─── Text shown ───

Record numbers mark day

In the Mosgiel parade in Gordon Rd are (from left) Alan Anderson (92), of Wanaka, and Gerald...
In the Mosgiel parade in Gordon Rd are (from left) Alan Anderson (92), of Wanaka, and Gerald Huntley (95), of Mosgiel. Photos by Gregor Richardson.
Families attend the Outram Anzac service.
Families attend the Outram Anzac service.

Record crowds at Taieri services honoured the supreme sacrifices made by the area's servicemen and women, in acknowledging the devastating impact of war on the community.

About 400 people gathered at Anzac Park in Mosgiel for a short service at the Cenotaph, before about 200 attended a longer service inside the RSA at 10am.

The Outram service, at 11.15am, attracted about 250 people.

Both Mosgiel Memorial RSA president Sandy Trainor and padre Rev Lawrie Rankin said the numbers surpassed those in previous years.

In Mosgiel, Taieri College head prefects Riley Anderton and Kimberley Bates spoke about two Taieri soldiers killed while serving overseas in World War 2.

Riley said Thomas Leonard Kennedy, of Middlemarch, enlisted in the New Zealand Army, aged 30, in October 1939.

A gunner in the 4th Field Regiment, he was wounded in action and died of meningitis in an Egyptian hospital just months later, in February 1940.

The soldier was buried in a Cairo war memorial cemetery, he said.

Private Frederick Hall Gordon, of Mosgiel, was also sent to Burnham after enlisting for the war, Kimberley said.

He left New Zealand in 1940 for the Pacific, where he was wounded. After recovering he went to Egypt, arriving in late 1941.

Pte Gordon, known as ''Eric'', was killed in action on April 26, 1943 and buried in Tunisia, she said.

The horrors of the Gallipoli campaign in 1915 were highlighted by guest speaker Rev John Sinclair, who read from the diary of Charles Mackie Begg, a Dunedin doctor who was New Zealand's most decorated member of the Medical Corps in World War 1.

His diary entry of April 26, 1915 described the mass casualties among Allied forces, showered in shrapnel on the beach by Turkish gunners.

─── Records provided ───

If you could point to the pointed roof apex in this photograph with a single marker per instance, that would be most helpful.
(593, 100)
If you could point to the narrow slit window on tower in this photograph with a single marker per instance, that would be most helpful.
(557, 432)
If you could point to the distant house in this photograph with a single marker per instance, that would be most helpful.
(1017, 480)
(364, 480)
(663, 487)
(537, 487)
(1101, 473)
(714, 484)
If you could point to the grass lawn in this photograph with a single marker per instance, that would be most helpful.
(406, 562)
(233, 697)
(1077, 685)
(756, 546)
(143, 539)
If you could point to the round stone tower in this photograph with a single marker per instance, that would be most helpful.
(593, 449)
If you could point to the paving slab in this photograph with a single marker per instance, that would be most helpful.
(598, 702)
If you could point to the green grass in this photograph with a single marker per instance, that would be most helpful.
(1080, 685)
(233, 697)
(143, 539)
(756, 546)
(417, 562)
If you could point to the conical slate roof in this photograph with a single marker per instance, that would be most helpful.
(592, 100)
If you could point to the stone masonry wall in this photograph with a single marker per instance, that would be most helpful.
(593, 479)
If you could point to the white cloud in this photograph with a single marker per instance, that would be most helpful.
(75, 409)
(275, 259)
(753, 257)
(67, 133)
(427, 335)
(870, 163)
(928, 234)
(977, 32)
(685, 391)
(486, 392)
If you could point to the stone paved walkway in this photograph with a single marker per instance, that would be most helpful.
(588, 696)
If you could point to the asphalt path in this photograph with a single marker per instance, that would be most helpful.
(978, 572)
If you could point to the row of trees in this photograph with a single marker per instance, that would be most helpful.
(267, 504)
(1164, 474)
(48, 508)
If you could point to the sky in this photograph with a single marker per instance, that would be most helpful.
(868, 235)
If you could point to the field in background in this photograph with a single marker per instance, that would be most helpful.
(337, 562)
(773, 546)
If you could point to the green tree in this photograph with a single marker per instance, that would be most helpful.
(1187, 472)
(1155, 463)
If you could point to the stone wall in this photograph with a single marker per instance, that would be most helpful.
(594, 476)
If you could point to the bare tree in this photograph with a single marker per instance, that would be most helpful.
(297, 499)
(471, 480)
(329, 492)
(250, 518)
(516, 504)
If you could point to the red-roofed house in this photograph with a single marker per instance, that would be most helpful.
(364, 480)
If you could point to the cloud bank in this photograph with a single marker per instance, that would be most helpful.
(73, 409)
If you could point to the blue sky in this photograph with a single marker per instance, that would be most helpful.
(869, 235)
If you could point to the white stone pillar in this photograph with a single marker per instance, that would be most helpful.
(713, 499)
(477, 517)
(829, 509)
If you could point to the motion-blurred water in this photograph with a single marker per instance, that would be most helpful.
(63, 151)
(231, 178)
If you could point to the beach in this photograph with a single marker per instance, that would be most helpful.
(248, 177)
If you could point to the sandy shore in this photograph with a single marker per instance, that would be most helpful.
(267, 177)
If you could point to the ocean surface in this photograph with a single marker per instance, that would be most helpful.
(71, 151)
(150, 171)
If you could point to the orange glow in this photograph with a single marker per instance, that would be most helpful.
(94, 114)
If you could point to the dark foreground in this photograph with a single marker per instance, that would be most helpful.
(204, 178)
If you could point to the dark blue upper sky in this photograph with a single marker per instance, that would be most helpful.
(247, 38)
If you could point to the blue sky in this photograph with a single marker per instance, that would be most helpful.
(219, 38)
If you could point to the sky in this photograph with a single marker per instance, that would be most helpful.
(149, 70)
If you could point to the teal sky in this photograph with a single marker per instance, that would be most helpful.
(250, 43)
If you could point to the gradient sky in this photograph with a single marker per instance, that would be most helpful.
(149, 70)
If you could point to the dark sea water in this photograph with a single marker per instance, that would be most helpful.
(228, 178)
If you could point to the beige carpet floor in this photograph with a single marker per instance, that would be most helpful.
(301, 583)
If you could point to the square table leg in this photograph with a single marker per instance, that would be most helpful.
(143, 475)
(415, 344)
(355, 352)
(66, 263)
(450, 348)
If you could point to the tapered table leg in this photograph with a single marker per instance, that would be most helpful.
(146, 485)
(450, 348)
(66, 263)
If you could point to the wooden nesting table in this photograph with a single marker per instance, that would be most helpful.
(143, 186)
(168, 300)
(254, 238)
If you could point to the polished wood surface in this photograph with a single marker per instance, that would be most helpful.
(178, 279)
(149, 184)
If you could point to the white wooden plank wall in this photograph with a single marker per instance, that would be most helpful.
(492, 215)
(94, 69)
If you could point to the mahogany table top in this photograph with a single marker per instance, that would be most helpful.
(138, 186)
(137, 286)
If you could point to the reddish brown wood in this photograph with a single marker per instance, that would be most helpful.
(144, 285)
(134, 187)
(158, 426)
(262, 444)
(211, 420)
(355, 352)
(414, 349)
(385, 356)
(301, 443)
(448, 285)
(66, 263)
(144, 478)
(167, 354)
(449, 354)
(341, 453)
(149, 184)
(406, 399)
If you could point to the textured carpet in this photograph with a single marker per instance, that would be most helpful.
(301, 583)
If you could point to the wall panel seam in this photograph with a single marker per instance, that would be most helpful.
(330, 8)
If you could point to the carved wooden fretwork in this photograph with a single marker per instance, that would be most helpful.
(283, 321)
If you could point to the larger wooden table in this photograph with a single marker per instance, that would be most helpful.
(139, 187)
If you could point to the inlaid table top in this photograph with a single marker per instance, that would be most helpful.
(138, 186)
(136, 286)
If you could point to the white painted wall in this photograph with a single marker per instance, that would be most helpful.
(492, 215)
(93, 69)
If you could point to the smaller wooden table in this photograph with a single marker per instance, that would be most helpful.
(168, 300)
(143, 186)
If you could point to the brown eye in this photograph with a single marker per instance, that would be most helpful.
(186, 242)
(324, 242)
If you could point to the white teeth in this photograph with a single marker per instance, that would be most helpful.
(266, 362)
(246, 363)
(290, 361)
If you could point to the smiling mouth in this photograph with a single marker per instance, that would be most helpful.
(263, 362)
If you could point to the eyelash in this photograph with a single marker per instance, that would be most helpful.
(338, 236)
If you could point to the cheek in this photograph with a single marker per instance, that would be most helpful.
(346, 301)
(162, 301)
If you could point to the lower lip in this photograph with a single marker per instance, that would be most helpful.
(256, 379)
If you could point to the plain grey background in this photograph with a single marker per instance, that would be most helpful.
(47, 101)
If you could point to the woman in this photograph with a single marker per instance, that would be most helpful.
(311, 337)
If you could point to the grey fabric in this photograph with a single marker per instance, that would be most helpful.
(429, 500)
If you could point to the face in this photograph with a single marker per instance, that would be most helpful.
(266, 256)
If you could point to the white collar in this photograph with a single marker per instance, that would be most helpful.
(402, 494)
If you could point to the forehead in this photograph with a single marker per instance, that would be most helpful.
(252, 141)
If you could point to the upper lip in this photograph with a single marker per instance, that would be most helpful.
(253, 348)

───

Brief:
Decide whether each statement agrees with the report on the Taieri Anzac services. Answer yes or no for each, and quote the words from the report that decide it.
(a) About 250 people attended the Outram service.
(b) About 400 people attended the longer service inside the RSA in Mosgiel.
(c) Rev John Sinclair read from the diary of a Dunedin doctor.

Result of this exercise:
(a) Yes: "The Outram service, at 11.15am, attracted about 250 people."
(b) No: "about 200 attended a longer service inside the RSA at 10am."
(c) Yes: "who read from the diary of Charles Mackie Begg, a Dunedin doctor"